*** Block opens ***

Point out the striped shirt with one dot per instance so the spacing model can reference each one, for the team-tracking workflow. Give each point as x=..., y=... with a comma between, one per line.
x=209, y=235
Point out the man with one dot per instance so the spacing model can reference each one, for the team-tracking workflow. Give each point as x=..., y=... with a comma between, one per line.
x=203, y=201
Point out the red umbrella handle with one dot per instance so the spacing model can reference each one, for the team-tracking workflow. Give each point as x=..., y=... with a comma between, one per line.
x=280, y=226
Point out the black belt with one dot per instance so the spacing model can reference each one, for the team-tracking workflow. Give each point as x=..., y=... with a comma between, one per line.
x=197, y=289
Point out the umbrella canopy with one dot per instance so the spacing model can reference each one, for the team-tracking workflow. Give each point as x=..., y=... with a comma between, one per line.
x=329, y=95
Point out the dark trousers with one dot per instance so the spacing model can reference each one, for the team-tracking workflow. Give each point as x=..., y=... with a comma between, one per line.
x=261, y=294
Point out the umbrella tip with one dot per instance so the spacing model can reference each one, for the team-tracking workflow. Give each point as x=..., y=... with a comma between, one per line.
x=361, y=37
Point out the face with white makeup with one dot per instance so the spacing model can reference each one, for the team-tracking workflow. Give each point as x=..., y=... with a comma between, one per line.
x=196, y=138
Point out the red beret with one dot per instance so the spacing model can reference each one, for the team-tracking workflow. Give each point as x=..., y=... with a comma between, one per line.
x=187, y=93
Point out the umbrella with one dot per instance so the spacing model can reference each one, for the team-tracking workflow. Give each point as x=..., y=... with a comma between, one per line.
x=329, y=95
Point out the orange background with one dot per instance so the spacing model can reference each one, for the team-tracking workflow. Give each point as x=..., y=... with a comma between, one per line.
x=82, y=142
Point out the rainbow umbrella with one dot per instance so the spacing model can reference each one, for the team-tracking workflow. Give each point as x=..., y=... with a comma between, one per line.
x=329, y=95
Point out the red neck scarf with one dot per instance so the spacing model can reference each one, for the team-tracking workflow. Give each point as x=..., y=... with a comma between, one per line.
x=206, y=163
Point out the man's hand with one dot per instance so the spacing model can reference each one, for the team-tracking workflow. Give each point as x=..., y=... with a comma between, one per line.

*** Block closes ***

Give the data again, exactly as it appears above.

Result below:
Point out the striped shirt with one dot per instance so the spacing model can reference each one, for the team-tracking workflow. Give each point as x=..., y=... with a comma between, one per line.
x=209, y=235
Point out the man with one dot per instance so the spacing model can reference each one, for the team-tracking workflow. Give each point as x=..., y=... with a comma between, one per line.
x=203, y=201
Point out the red umbrella handle with one dot per instance so the spacing model can reference each one, for the team-tracking workflow. Give each point as x=..., y=... with a comma between, one per line.
x=280, y=226
Point out the black belt with one dot per instance so the spacing model can reference each one, for the team-tracking workflow. Give each point as x=..., y=... with a comma between, one per line.
x=197, y=289
Point out the umbrella canopy with one dot per instance so the spacing model can reference each one, for the team-tracking workflow. Give each point as x=..., y=... with a comma between, one per line.
x=329, y=95
Point out the dark trousers with one dot per instance so the spacing model can reference each one, for the team-tracking workflow. Give each point as x=..., y=... with a comma between, one per line.
x=261, y=294
Point out the umbrella tip with one dot per instance so the spacing model can reference each one, for the team-tracking workflow. Give each point as x=..., y=... with a comma between, one per line.
x=361, y=37
Point out the face with white makeup with one dot per instance so the spacing model can reference each one, for the team-tracking workflow. Give each point as x=..., y=... with a comma between, one per line.
x=196, y=138
Point out the red beret with one dot per instance so the spacing model can reference each one, for the team-tracking workflow. Give each point as x=..., y=... with a comma between, one per line.
x=187, y=93
Point out the umbrella with one dot per instance so the spacing model can reference each one, for the team-tracking workflow. Give each point as x=..., y=... with a comma between, one per line.
x=329, y=95
Point out the orange background with one dot per instance so the spacing model can reference each one, for the team-tracking workflow. Give each point as x=..., y=... with a comma between, one per line.
x=82, y=142
Point out the rainbow umbrella with one dot per instance so the spacing model can reference each one, for the team-tracking workflow. Give each point as x=..., y=... with a comma between, one per line.
x=329, y=95
Point out the red neck scarf with one dot per instance so the spacing model can reference each one, for the team-tracking workflow. Give each point as x=..., y=... with a comma between, one per line.
x=206, y=163
Point out the man's hand with one dot per instance so the spacing model can reference each one, for the team-tracking workflow. Give each point as x=..., y=... with a comma between, one per line.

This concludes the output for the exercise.